## Arbeitsauftrag A
Wer hat laut dem folgenden Text zum Armutsbericht im Streit um die beste Frisur offenbar gesiegt?
## Arbeitsauftrag B
Führen Sie den folgenden Text zum Armutsbericht im Anschluss an seinen letzten Satz weiter.

## Bereitgestellter Text

▼

Wer viel mit Texten zu tun, der fasst sich bei
der Vorstellung des Armutsberichtes an den Kopf. Warum? Weil er
sofort an frisieren und schönen denkt. Dass das Friseur-Handwerk zu
den Berufen zählt, die schlecht bezahlt werden, fließt mit in die
Betrachtungen ein, bleibt aber ein Randaspekt. Schwarz-Gelb hat die
Schere im Kopf, blendet die Zustände im Land aus. In sechs Monaten
haben die fast 500 Seiten, von den ersten zarten Schnittversuchen
über das Kopfwaschen bis zum glatt gegelten Kunstwerk, eine
wundersame Wandlung erfahren. Der liberale Wirtschaftsminister Rösler
hat im Streit um die beste Frisur offenbar über die
christdemokratische Arbeitsministerin von der Leyen gesiegt. Tenor:
Alle prima. Alles gut.

▲

## Daten zur Punktlokalisierung
▼

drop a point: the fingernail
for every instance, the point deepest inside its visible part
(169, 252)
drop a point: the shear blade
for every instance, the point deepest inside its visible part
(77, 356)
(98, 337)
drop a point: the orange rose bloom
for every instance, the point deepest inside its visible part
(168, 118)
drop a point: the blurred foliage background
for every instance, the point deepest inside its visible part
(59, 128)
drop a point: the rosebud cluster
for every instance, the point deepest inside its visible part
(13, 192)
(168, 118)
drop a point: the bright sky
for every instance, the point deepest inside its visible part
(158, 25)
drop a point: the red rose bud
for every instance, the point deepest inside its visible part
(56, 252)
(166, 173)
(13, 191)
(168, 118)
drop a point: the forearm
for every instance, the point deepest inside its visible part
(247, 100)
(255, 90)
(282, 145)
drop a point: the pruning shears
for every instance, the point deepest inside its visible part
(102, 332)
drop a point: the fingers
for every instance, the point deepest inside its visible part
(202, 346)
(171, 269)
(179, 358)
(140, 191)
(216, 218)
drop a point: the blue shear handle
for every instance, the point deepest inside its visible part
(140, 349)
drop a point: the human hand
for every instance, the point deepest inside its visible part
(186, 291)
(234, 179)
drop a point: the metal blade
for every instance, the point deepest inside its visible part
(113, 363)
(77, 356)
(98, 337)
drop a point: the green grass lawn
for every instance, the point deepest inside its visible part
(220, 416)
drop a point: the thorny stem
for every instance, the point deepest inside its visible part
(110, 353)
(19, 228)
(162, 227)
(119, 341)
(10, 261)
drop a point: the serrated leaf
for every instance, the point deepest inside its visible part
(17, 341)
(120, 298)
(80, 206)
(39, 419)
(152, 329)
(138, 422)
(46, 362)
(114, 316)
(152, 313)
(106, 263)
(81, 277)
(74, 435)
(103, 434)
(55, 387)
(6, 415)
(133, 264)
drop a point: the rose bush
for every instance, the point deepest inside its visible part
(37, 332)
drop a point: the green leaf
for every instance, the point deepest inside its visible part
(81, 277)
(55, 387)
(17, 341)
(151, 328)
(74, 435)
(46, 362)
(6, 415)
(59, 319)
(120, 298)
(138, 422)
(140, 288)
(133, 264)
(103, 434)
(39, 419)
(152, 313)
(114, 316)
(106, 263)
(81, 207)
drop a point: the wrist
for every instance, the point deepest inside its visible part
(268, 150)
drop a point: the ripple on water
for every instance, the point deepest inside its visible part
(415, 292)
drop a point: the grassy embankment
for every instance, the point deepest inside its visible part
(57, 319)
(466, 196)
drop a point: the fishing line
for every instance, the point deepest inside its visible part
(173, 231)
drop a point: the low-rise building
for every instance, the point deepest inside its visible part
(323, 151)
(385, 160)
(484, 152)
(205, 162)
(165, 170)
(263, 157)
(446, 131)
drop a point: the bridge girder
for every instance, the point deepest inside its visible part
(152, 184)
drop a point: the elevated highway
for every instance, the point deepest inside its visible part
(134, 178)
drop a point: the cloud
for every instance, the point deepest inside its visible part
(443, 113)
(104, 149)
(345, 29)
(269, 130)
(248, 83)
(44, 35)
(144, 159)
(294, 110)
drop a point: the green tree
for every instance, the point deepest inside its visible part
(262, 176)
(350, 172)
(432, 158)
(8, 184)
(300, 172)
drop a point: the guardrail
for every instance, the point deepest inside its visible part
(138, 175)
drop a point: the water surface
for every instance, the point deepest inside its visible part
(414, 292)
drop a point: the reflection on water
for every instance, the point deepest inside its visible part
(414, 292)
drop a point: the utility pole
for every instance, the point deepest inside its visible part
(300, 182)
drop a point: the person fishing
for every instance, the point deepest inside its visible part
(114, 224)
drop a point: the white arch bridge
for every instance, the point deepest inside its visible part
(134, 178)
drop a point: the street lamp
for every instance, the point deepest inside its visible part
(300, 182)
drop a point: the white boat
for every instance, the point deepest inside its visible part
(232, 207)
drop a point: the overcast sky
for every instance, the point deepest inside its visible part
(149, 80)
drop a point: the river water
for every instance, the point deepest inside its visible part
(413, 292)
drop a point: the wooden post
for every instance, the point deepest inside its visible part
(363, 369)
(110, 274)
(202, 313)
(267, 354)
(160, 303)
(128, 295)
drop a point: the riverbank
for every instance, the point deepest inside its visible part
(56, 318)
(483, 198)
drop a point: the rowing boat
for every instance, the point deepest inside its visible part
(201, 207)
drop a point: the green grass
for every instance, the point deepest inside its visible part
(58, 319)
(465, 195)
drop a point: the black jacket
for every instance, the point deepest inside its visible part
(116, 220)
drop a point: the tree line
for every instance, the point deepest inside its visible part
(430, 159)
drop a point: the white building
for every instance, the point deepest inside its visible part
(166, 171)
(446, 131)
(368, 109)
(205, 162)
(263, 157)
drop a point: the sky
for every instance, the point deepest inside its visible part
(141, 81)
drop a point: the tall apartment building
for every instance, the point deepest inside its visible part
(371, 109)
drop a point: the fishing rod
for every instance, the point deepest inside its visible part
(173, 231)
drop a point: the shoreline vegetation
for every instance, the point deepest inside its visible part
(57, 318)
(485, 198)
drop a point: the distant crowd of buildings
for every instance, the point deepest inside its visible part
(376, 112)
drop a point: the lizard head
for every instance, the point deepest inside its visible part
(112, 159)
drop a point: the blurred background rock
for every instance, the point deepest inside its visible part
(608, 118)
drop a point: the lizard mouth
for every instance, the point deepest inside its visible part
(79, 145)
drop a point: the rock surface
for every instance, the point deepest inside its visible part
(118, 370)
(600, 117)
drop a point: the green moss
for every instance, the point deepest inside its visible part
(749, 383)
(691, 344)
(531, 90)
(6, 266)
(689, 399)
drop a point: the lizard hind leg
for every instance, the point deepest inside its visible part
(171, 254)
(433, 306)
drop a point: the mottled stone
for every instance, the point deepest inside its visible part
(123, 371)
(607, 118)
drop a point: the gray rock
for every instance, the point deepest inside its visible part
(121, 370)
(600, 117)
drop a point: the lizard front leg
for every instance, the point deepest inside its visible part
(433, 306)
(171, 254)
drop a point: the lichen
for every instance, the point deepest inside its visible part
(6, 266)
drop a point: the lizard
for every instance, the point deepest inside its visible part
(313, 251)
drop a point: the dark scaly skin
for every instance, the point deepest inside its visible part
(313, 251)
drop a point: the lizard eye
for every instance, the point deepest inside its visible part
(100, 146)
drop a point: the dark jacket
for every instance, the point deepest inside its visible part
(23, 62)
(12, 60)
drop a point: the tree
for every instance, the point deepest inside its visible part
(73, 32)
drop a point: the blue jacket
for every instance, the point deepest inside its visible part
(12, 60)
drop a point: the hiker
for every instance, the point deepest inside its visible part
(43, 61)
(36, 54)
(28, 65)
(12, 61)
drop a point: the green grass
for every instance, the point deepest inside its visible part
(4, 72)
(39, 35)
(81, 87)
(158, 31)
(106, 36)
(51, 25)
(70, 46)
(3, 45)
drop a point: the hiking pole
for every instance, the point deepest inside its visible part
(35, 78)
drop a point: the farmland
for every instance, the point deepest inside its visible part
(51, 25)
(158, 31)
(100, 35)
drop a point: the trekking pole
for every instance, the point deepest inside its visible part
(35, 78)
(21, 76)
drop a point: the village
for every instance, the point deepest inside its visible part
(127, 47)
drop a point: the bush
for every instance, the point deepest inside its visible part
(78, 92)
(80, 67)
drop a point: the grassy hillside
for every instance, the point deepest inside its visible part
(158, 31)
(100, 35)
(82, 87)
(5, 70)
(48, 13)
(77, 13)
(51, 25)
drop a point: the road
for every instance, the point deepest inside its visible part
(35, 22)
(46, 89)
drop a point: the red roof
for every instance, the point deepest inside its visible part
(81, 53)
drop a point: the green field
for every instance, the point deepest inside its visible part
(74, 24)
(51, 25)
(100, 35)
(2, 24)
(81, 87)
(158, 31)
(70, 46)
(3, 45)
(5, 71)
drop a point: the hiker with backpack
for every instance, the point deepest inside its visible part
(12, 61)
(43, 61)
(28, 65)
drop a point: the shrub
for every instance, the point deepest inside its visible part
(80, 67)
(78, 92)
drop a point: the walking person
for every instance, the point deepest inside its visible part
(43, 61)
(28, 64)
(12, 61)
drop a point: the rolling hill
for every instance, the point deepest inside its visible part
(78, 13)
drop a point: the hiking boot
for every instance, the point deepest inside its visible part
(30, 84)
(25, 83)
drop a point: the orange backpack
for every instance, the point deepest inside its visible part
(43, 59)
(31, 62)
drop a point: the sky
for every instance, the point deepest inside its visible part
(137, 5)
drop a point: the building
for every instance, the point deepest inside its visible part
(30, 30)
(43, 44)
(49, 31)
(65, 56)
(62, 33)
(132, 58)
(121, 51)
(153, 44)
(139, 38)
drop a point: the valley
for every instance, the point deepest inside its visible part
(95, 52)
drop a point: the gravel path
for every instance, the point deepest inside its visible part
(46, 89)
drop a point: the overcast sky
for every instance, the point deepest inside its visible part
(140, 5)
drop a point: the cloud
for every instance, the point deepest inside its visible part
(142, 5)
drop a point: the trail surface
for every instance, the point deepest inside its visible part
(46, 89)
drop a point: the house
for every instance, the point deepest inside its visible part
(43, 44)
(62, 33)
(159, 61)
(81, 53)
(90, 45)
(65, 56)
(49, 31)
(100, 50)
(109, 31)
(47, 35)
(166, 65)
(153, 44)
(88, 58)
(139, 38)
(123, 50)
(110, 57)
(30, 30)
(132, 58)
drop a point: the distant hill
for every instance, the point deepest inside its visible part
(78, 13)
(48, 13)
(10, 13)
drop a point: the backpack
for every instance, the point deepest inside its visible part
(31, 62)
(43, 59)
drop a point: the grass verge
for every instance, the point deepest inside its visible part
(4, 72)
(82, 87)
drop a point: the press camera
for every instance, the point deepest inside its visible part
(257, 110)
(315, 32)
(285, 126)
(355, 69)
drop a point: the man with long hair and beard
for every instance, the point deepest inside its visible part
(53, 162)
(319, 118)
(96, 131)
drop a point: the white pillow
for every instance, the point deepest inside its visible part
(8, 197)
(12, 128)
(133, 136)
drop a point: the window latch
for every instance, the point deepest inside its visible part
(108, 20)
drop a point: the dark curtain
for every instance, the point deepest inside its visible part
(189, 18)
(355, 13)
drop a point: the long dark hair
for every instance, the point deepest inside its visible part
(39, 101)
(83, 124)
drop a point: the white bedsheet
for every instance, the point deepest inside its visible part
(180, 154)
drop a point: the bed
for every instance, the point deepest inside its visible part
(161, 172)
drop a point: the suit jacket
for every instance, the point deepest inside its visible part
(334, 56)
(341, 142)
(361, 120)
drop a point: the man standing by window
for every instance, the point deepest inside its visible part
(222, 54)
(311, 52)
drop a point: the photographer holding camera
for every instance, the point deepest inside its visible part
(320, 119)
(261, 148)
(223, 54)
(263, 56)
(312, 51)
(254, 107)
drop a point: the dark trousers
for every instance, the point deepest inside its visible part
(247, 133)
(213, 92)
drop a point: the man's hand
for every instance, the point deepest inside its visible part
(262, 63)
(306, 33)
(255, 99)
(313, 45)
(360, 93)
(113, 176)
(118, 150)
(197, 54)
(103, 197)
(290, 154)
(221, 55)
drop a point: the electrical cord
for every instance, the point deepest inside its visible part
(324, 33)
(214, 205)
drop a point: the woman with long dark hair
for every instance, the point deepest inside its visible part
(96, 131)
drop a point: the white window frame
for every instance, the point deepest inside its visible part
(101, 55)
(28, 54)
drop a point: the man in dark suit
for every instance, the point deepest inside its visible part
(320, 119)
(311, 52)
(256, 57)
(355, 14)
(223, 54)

▲

## Antwort A
Der liberale Wirtschaftsminister Rösler.

## Antwort B
Keine Rede mehr von der Schere
zwischen Arm und Reich, die sich weiter öffnet, den wachsenden
Gehältern oben und den schrumpfenden Reallöhnen unten, keine Rede
mehr von den Verletzungen des Gerechtigkeitsempfindens und den
möglichen dramatischen Folgen für den gesellschaftlichen
Zusammenhalt, keine Rede mehr von der ungleichen Verteilung des
Privatvermögens und vier Millionen Menschen, die für einen
Bruttostundenlohn von unter 7 Euro arbeiten. Die akribische
Behandlung jeder einzelnen Haarspitze, um im Bild zu bleiben, hat der
Bewertung zur Lage im Land in mühevoller liberaler Kleinarbeit die
Sprengkraft genommen.
Schwarz-Gelb hat sich im Wahljahr für
Werbung in eigener Sache entschieden. Nicht untypisch für
Regierungen, gleich welcher Couleur. Lieber ein gestyltes Dokument
über die Leistung der Regierung als ungeschönte Zahlen über die
soziale Ungleichheit. Mit der Wirklichkeit und der Wahrheitsfindung
hat das nichts zu tun. Das Wahlvolk ist arm dran – ein Armutszeugnis.